▸ **Written exercise**
Change every "largest circle" in the entries below to "biggest circle", and keep everything else the same.

▸ **Stored rows**
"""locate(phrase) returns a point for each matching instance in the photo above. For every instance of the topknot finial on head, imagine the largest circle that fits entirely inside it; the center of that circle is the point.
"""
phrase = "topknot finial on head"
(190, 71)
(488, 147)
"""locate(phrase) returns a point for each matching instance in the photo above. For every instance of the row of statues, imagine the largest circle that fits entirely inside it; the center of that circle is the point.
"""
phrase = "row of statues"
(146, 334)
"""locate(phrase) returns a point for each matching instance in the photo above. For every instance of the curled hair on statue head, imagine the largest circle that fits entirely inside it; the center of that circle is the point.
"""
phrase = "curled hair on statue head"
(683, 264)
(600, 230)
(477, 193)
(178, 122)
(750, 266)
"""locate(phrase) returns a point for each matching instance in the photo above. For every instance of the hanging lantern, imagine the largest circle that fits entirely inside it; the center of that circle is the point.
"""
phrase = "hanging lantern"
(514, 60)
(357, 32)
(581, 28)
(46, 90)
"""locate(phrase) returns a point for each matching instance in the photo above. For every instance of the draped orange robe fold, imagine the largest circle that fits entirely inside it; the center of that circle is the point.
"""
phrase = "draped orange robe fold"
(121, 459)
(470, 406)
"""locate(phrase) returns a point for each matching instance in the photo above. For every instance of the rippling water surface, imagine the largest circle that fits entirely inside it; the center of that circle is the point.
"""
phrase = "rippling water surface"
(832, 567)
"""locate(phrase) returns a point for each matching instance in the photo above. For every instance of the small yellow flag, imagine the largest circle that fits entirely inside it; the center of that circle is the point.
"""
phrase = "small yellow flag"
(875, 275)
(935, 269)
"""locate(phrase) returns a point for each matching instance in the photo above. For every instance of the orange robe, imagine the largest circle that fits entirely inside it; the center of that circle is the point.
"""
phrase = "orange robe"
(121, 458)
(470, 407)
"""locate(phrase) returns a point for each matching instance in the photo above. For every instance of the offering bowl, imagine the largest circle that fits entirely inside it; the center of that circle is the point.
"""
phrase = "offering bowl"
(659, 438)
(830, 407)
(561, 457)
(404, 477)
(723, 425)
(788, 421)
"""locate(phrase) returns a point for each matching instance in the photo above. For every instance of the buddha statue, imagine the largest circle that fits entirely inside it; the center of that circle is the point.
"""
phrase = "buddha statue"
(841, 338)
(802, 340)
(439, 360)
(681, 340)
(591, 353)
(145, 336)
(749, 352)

▸ **Response**
"""locate(phrase) returns a point for each matching instance in the photo above. For every instance of the topknot finial on head, imagine the biggest circle that fits entirely inside it; the center of that circle is the point.
"""
phrase = "topknot finial on head"
(190, 71)
(488, 147)
"""locate(phrase) returns a point for each matching instance in the photo above. For every instance of the row of statues, imagine the biggest circle that fits entirely inside it; the center of that circle is the point.
"""
phrase = "row of statues"
(146, 334)
"""locate(phrase) returns a point for each matching instance in the photo above. For every instance of the curled hair on statue head, imagine the biggest circle that fits entirely inside it; the center of that circle is the point.
"""
phrase = "curled hair on statue head"
(683, 264)
(600, 230)
(477, 193)
(178, 122)
(750, 266)
"""locate(phrase) returns a point for each matching instance in the photo above. For every instance of the hanging lantern, imagine the biggest circle that fits entirely inside it; the center of that circle is the point.
"""
phrase = "hanging lantern"
(514, 60)
(357, 32)
(581, 28)
(46, 90)
"""locate(phrase) returns a point for each matching instance in the photo above. For every instance of the draped orange robe fold, imagine the biggest circle that fits entirely inside it; the center of that circle is the point.
"""
phrase = "draped orange robe fold"
(121, 459)
(470, 406)
"""locate(phrase) returns a point for each matching instance in the photo above. For every instance of the rippling water surface, imagine the biggest circle that fits entirely inside it; the center of that circle is the point.
"""
phrase = "rippling water surface"
(832, 567)
"""locate(phrase) returns a point for each matching instance in the photo above. For every instance of the small yellow flag, imagine the biggest circle that fits entirely inside it; the center of that circle is the point.
"""
phrase = "small yellow flag"
(875, 275)
(935, 269)
"""locate(phrase) returns a point for each matching instance in the photo above. For every instance of the orange robe, imagine the biggest circle that fits entirely inside it; the center of that circle is the point.
"""
phrase = "orange robe"
(121, 458)
(470, 407)
"""locate(phrase) returns a point for each matching instance in the photo above. For every instance of the offering bowl, imagine the biggest circle that fits entirely inside it; the center of that circle is the point.
"""
phrase = "offering bowl"
(659, 438)
(830, 407)
(561, 457)
(404, 477)
(723, 425)
(788, 421)
"""locate(phrase) returns a point for each matching instance in the photo above. For every instance of the buddha statue, imagine the biggest circle that fits entirely inside it; the center of that circle is the point.
"""
phrase = "buddha statue"
(841, 338)
(802, 340)
(439, 360)
(681, 340)
(591, 353)
(145, 336)
(749, 352)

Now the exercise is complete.